- PASSAGE TO READ:
==========

9) Again, the Supreme Court in the case of Banka Sneha Sheela v. State of Telangana and ors, (2021) 9 SCC 415, was dealing Page 6 of 8 with a case of preventive detention ordered by the State of Telangana on almost similar grounds. There were as many as five FIRs registered against the detenue therein under Sections 420, 406 and 506 IPC and in all the FIRs the detenue was granted anticipatory bail. The detention was ordered primarily on the ground that remaining at large of the detenue would be detrimental to public order. The Supreme Court, while relying upon its earlier judgments, observed as under:-

14. There can be no doubt that for "public order"
to be disturbed, there must in turn be public disorder. Mere contravention of law such as indulging in cheating or criminal breach of trust certainly affects "law and order" but before it can be said to affect "public order", it must affect the community or the public at large.

==========

- DATASET CONTENT:
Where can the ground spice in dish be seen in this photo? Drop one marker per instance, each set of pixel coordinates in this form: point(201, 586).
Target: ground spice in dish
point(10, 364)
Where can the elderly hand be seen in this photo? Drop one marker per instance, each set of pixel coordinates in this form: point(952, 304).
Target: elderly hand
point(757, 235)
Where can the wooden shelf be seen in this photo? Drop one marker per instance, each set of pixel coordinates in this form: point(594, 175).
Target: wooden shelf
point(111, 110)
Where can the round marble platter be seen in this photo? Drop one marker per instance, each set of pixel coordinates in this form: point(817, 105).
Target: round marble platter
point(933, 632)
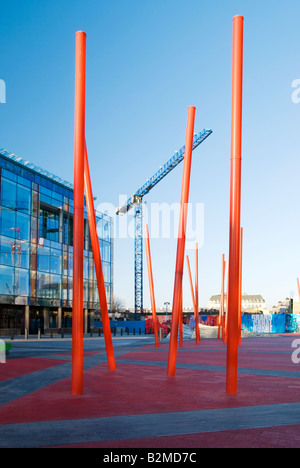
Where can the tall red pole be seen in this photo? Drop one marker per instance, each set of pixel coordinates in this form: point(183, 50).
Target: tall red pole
point(235, 206)
point(151, 286)
point(98, 263)
point(197, 293)
point(241, 289)
point(180, 322)
point(192, 291)
point(181, 242)
point(226, 316)
point(78, 215)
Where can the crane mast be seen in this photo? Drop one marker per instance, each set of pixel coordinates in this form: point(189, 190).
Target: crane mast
point(136, 201)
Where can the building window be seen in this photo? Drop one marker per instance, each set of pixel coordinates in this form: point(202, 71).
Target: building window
point(49, 224)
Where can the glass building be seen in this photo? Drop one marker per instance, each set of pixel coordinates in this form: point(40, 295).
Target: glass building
point(36, 251)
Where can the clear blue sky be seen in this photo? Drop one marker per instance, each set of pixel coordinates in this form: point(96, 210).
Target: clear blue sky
point(147, 61)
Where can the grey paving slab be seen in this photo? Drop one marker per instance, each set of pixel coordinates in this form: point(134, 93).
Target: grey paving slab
point(54, 433)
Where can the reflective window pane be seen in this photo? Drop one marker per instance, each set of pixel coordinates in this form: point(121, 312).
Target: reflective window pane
point(8, 193)
point(23, 226)
point(6, 280)
point(8, 222)
point(23, 199)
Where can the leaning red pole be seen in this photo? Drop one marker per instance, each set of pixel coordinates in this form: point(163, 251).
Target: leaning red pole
point(78, 215)
point(198, 338)
point(151, 286)
point(98, 263)
point(181, 242)
point(192, 290)
point(221, 311)
point(235, 206)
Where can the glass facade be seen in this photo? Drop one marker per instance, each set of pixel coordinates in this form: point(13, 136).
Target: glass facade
point(36, 242)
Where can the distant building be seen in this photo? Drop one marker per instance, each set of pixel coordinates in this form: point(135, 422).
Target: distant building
point(36, 251)
point(250, 303)
point(282, 307)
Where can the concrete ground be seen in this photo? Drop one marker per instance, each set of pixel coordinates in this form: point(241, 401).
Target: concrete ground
point(138, 406)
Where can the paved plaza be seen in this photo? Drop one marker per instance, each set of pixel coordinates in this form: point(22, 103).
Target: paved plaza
point(138, 406)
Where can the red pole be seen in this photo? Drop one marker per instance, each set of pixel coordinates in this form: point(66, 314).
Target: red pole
point(226, 316)
point(192, 292)
point(180, 322)
point(181, 241)
point(98, 263)
point(235, 206)
point(241, 289)
point(151, 287)
point(78, 216)
point(221, 312)
point(197, 294)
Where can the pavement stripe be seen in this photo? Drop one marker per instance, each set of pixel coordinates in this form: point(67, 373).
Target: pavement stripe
point(49, 433)
point(211, 368)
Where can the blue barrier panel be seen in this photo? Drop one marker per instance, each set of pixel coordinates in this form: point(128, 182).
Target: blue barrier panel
point(273, 323)
point(130, 324)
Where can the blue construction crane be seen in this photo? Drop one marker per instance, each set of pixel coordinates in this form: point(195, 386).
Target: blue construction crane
point(136, 200)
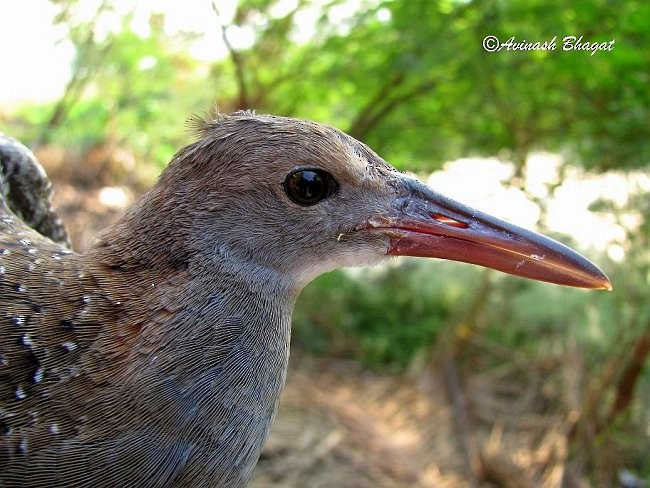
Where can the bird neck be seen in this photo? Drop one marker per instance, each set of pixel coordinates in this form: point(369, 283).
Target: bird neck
point(208, 338)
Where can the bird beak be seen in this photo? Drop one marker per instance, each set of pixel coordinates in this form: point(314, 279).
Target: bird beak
point(426, 224)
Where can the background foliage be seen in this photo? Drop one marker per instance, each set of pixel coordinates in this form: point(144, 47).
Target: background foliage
point(411, 79)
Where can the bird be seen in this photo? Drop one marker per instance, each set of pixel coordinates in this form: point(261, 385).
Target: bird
point(157, 357)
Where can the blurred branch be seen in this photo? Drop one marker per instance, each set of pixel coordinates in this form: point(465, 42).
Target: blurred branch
point(382, 104)
point(243, 102)
point(89, 58)
point(630, 377)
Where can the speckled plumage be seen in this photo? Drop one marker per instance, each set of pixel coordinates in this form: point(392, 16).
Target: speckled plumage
point(157, 358)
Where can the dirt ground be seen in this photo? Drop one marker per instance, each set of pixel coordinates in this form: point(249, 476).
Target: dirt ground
point(342, 426)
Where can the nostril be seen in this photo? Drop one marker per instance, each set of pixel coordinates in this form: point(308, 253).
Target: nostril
point(443, 219)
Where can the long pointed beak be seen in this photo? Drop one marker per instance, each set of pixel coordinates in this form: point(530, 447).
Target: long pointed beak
point(426, 224)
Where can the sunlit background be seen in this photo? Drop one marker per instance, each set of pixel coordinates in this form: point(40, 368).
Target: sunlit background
point(555, 141)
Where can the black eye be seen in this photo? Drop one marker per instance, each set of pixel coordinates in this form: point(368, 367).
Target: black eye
point(309, 186)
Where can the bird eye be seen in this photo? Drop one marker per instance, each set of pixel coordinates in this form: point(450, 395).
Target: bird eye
point(309, 186)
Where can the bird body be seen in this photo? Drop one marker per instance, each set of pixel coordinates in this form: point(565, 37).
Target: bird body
point(158, 357)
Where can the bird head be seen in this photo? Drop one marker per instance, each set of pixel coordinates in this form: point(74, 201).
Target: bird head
point(302, 198)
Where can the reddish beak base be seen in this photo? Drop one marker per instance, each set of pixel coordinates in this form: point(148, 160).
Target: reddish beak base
point(426, 224)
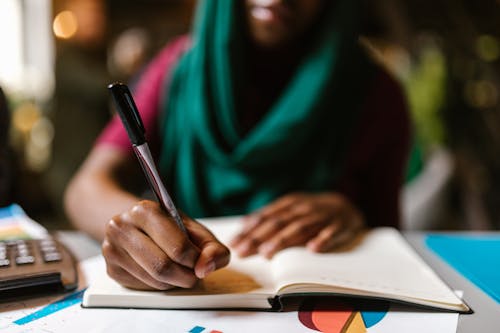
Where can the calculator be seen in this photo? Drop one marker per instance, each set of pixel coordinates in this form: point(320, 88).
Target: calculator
point(35, 266)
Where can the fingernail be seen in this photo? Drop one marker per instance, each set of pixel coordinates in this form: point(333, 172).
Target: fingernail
point(266, 248)
point(209, 268)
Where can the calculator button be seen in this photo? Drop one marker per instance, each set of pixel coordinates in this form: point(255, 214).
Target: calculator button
point(48, 248)
point(52, 257)
point(25, 260)
point(23, 252)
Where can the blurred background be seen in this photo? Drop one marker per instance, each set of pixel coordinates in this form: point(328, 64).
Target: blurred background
point(58, 56)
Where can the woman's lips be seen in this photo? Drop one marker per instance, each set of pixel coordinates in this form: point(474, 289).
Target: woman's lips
point(271, 11)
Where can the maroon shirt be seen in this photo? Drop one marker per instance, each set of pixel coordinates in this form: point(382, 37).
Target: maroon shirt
point(376, 158)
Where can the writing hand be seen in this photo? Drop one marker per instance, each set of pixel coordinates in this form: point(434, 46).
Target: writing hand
point(144, 249)
point(319, 221)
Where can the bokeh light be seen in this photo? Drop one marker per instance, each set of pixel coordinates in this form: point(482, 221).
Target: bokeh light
point(488, 48)
point(65, 24)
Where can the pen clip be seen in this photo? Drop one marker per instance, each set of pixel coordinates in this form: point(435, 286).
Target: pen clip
point(128, 112)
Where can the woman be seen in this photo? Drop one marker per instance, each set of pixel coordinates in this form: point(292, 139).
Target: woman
point(270, 109)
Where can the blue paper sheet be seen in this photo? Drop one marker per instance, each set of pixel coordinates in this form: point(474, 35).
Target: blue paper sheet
point(475, 257)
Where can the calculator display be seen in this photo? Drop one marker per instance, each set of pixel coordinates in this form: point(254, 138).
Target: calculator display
point(35, 265)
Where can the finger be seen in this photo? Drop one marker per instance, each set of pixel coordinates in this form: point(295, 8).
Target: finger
point(214, 254)
point(297, 233)
point(331, 237)
point(149, 256)
point(280, 204)
point(122, 268)
point(252, 240)
point(163, 230)
point(247, 242)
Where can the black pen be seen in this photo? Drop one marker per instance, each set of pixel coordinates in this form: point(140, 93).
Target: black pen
point(135, 129)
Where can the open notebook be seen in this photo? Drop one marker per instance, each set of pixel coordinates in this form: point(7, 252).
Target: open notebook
point(380, 264)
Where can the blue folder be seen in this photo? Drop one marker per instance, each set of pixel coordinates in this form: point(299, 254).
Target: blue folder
point(476, 257)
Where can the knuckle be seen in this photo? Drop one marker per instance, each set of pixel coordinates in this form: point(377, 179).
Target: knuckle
point(113, 271)
point(107, 249)
point(160, 267)
point(180, 251)
point(113, 227)
point(301, 228)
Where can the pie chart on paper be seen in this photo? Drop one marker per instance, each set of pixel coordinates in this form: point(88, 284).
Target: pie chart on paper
point(336, 317)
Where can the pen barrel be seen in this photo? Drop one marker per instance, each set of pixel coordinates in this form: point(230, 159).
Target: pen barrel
point(146, 160)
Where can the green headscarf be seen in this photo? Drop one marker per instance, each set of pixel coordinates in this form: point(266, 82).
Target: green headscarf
point(299, 145)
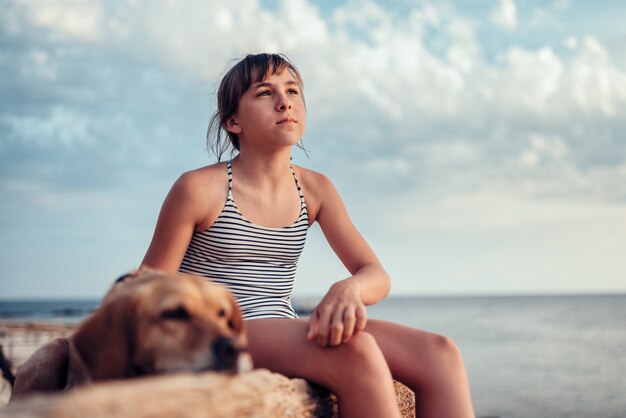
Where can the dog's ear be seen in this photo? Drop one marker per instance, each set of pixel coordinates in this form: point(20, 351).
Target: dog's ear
point(104, 340)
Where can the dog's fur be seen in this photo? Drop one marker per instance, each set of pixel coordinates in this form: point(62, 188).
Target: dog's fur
point(149, 322)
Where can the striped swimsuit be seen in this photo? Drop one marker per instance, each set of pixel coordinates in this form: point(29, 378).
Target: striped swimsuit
point(258, 264)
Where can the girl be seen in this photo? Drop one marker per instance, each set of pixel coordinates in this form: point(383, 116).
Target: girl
point(251, 244)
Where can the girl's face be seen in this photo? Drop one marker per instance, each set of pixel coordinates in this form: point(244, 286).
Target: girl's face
point(271, 113)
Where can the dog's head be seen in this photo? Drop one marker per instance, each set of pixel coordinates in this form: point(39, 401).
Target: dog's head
point(154, 322)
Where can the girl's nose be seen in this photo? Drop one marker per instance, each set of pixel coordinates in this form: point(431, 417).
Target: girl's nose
point(282, 103)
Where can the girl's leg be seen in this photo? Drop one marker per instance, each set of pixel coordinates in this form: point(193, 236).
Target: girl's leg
point(356, 371)
point(430, 364)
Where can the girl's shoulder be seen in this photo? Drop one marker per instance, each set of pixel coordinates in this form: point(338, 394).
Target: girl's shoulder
point(203, 177)
point(202, 187)
point(313, 181)
point(315, 187)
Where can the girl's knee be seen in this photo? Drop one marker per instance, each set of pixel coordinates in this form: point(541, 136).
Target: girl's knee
point(445, 348)
point(358, 361)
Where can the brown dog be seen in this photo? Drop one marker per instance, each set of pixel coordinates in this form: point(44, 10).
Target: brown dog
point(149, 322)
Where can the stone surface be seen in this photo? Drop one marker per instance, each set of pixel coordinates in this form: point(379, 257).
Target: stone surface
point(258, 394)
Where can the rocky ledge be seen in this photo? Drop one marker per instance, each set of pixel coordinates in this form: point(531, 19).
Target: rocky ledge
point(258, 394)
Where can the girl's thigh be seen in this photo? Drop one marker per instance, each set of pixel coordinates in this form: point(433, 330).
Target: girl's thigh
point(281, 345)
point(413, 355)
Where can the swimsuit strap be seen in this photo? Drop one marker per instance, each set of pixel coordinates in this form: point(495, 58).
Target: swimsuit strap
point(230, 182)
point(303, 203)
point(230, 179)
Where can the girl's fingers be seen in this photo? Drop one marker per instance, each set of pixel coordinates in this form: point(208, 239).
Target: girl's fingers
point(336, 328)
point(323, 325)
point(349, 323)
point(312, 326)
point(361, 318)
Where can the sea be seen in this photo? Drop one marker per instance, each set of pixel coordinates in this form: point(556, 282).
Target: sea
point(526, 356)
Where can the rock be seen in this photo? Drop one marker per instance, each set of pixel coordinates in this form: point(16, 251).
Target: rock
point(258, 394)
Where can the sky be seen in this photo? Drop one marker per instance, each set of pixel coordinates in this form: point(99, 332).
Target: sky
point(479, 146)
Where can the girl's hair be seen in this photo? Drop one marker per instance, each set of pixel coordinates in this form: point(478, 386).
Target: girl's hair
point(252, 69)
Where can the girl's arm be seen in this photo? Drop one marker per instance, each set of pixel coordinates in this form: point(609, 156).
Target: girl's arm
point(180, 213)
point(341, 312)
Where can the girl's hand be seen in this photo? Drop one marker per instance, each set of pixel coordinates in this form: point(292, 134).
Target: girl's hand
point(339, 315)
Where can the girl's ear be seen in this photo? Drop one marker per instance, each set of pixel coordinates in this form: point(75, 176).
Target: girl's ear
point(232, 126)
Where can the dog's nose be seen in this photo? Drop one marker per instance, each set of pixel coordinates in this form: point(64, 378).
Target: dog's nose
point(226, 352)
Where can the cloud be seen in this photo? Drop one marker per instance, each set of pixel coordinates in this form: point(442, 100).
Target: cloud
point(505, 15)
point(404, 114)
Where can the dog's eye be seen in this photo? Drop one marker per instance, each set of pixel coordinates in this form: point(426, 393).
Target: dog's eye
point(178, 314)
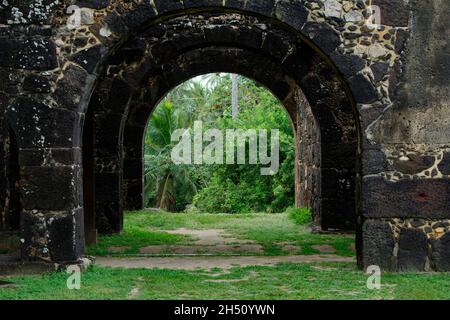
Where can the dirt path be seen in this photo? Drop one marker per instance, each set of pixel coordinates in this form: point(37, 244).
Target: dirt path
point(192, 263)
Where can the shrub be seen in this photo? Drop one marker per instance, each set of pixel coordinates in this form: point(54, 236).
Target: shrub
point(300, 216)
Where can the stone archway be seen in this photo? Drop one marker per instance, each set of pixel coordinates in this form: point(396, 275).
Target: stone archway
point(138, 75)
point(328, 53)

==========

- EXERCISE TASKS:
A) Reproduce the passage on preventive detention from "14. There can" to "public at large.".
B) In the preventive detention passage, why does cheating or criminal breach of trust not by itself count as a disturbance of "public order"? Answer in one to three sentences.

- FULL ANSWERS:
A)
14. There can be no doubt that for "public order"
to be disturbed, there must in turn be public disorder. Mere contravention of law such as indulging in cheating or criminal breach of trust certainly affects "law and order" but before it can be said to affect "public order", it must affect the community or the public at large.

B) Such a contravention of law affects "law and order." To affect "public order," it must affect the community or the public at large, because public order is disturbed only when there is public disorder.